→ **Record set**
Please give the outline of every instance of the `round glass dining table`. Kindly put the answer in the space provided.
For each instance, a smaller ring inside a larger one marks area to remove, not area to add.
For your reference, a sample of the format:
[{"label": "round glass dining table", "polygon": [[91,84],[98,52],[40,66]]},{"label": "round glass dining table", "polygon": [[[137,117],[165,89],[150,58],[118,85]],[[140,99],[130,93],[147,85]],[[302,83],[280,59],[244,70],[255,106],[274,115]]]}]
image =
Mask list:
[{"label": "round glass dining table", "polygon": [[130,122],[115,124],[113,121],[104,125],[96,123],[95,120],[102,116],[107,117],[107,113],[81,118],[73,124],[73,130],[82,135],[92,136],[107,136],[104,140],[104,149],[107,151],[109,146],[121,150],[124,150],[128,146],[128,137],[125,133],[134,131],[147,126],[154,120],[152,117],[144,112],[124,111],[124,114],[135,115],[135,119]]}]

→ **Task requirements**
Return all of the lines above verbatim, with no changes.

→ **Output of the exercise**
Please give the outline of every instance of the `round glass dining table`. Kindly put the answer in the space provided.
For each instance, a smaller ring inside a larger one marks area to remove, not area to add.
For your reference, a sample of the format:
[{"label": "round glass dining table", "polygon": [[91,84],[98,52],[40,66]]},{"label": "round glass dining table", "polygon": [[[137,117],[165,89],[150,58],[118,85]],[[140,99],[130,93],[147,85]],[[302,83],[280,59],[244,70],[255,106],[274,115]]]}]
image =
Mask list:
[{"label": "round glass dining table", "polygon": [[130,122],[115,124],[113,121],[104,125],[96,123],[95,120],[102,116],[107,117],[107,113],[81,118],[73,124],[73,130],[82,135],[92,136],[107,136],[104,140],[104,149],[107,151],[109,146],[121,150],[124,150],[128,146],[128,137],[125,133],[134,131],[147,126],[154,120],[152,117],[144,112],[124,111],[124,114],[135,115],[135,119]]}]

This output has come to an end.